Objectif 1: Recopiez intégralement l'article sur l'urbanisme communal et la production de logements.

Article:

——

C’est ainsi que, notamment en conséquence de la phase de hausse des prix immobiliers de 1997-2007, au cours de la décennie des années 2000, se sont développées de nouvelles pratiques d’encadrement de la création privée de logements ; de même que les modèles de concertation et de négociation entre élus et professionnels du logement, notamment les promoteurs, ont évolué.
Dans le même temps, les outils réglementaires à la disposition des maires se sont étoffés. Depuis 2007, l’octroi d’une aide par une collectivité déclenche la majoration du Prêt à Taux Zéro (PTZ) et le Pass-Foncier®, ce qui lui confère un puissant effet de levier. Le Pass-Foncier® lui-même a pris une certaine importance conjoncturelle en 2009 avec le remboursement par l’Etat d’une partie de l’aide accordée par les collectivités.
Subsiste cependant un problème. La compétence générale d’une commune sur le plan de l’urbanisme et du logement reste un pouvoir d’administration de l’usage des sols. D’aucuns disent : un pouvoir de dire non. Pouvoir d’ailleurs absolu, puisque c’est la commune qui dans tous les cas délivre les permis de construire sur son territoire. Cette différence entre droit et pratique, n’est que rarement abordé dans la littérature. Pourtant, dans les faits, la différence entre urbanisme réglementaire et urbanisme opérationnel est ténue. A l’instar de la démarche contractuelle, la démarche réglementaire, en particulier à l’échelle locale, s’insère toujours dans un réseau d’acteurs publics et privés, c’est-à-dire un certain état des relations de pouvoir, au sein duquel elle est élaborée. Autrement dit, on ne peut rendre compte de l’activité d’urbanisme réglementaire d’une commune qu’en analysant les pratiques de concertation et de négociation qui se pratiquent au sein de ce réseau.

——

Objectif 2: Présentez sous forme de liste JSON de chaînes, à raison d'une chaîne par ligne et sans les lignes vides, la partie des enregistrements qui commence à leur première ligne et se termine par la ligne contenant "228L55 226L55 224L52", bornes incluses. Ne donnez que ces lignes.

——

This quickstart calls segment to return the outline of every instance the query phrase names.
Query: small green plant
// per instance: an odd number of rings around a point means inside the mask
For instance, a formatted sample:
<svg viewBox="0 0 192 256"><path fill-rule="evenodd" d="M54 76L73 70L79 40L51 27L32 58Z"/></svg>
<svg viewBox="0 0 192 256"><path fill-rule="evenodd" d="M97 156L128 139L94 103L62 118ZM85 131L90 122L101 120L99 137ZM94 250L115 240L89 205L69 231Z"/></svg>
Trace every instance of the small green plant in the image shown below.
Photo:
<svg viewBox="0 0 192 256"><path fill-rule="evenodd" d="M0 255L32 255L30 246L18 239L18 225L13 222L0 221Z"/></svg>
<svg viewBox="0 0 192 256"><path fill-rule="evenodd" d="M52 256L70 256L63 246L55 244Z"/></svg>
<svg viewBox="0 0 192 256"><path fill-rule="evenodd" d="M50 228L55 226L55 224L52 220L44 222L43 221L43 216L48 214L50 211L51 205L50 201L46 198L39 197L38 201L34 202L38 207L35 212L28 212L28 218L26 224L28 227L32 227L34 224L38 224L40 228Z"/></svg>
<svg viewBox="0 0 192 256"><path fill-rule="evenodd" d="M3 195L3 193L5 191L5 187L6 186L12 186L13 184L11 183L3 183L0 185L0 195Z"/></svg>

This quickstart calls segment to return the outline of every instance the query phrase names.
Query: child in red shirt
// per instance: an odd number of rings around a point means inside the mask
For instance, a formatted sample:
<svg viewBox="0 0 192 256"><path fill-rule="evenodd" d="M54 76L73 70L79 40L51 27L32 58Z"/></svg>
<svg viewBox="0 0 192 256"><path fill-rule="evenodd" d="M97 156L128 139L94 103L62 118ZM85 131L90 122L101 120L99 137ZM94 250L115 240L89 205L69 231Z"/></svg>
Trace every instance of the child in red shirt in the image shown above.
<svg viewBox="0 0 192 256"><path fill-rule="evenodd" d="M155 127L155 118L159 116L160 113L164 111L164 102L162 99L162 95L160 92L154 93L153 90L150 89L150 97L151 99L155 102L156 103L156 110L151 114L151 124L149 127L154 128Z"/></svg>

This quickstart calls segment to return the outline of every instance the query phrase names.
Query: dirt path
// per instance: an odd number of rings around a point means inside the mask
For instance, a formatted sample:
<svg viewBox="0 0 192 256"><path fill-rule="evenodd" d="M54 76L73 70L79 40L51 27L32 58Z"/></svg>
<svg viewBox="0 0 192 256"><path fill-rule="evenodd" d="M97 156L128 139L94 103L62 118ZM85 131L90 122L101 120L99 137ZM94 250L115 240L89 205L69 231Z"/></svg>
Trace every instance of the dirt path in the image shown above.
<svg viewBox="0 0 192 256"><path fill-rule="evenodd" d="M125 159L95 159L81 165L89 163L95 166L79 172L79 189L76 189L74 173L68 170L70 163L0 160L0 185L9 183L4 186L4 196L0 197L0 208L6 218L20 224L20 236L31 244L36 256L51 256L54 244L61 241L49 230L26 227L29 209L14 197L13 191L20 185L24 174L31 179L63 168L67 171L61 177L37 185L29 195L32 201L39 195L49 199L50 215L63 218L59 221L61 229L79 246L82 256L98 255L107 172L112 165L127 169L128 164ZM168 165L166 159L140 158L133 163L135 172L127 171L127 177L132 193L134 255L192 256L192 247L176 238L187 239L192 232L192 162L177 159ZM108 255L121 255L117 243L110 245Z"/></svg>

——

Réponse finale 1:
C’est ainsi que, notamment en conséquence de la phase de hausse des prix immobiliers de 1997-2007, au cours de la décennie des années 2000, se sont développées de nouvelles pratiques d’encadrement de la création privée de logements ; de même que les modèles de concertation et de négociation entre élus et professionnels du logement, notamment les promoteurs, ont évolué.
Dans le même temps, les outils réglementaires à la disposition des maires se sont étoffés. Depuis 2007, l’octroi d’une aide par une collectivité déclenche la majoration du Prêt à Taux Zéro (PTZ) et le Pass-Foncier®, ce qui lui confère un puissant effet de levier. Le Pass-Foncier® lui-même a pris une certaine importance conjoncturelle en 2009 avec le remboursement par l’Etat d’une partie de l’aide accordée par les collectivités.
Subsiste cependant un problème. La compétence générale d’une commune sur le plan de l’urbanisme et du logement reste un pouvoir d’administration de l’usage des sols. D’aucuns disent : un pouvoir de dire non. Pouvoir d’ailleurs absolu, puisque c’est la commune qui dans tous les cas délivre les permis de construire sur son territoire. Cette différence entre droit et pratique, n’est que rarement abordé dans la littérature. Pourtant, dans les faits, la différence entre urbanisme réglementaire et urbanisme opérationnel est ténue. A l’instar de la démarche contractuelle, la démarche réglementaire, en particulier à l’échelle locale, s’insère toujours dans un réseau d’acteurs publics et privés, c’est-à-dire un certain état des relations de pouvoir, au sein duquel elle est élaborée. Autrement dit, on ne peut rendre compte de l’activité d’urbanisme réglementaire d’une commune qu’en analysant les pratiques de concertation et de négociation qui se pratiquent au sein de ce réseau.

Réponse finale 2:
[
  "This quickstart calls segment to return the outline of every instance the query phrase names.",
  "Query: small green plant",
  "// per instance: an odd number of rings around a point means inside the mask",
  "For instance, a formatted sample:",
  "<svg viewBox=\"0 0 192 256\"><path fill-rule=\"evenodd\" d=\"M54 76L73 70L79 40L51 27L32 58Z\"/></svg>",
  "<svg viewBox=\"0 0 192 256\"><path fill-rule=\"evenodd\" d=\"M97 156L128 139L94 103L62 118ZM85 131L90 122L101 120L99 137ZM94 250L115 240L89 205L69 231Z\"/></svg>",
  "Trace every instance of the small green plant in the image shown below.",
  "Photo:",
  "<svg viewBox=\"0 0 192 256\"><path fill-rule=\"evenodd\" d=\"M0 255L32 255L30 246L18 239L18 225L13 222L0 221Z\"/></svg>",
  "<svg viewBox=\"0 0 192 256\"><path fill-rule=\"evenodd\" d=\"M52 256L70 256L63 246L55 244Z\"/></svg>",
  "<svg viewBox=\"0 0 192 256\"><path fill-rule=\"evenodd\" d=\"M50 228L55 226L55 224L52 220L44 222L43 221L43 216L48 214L50 211L51 205L50 201L46 198L39 197L38 201L34 202L38 207L35 212L28 212L28 218L26 224L28 227L32 227L34 224L38 224L40 228Z\"/></svg>"
]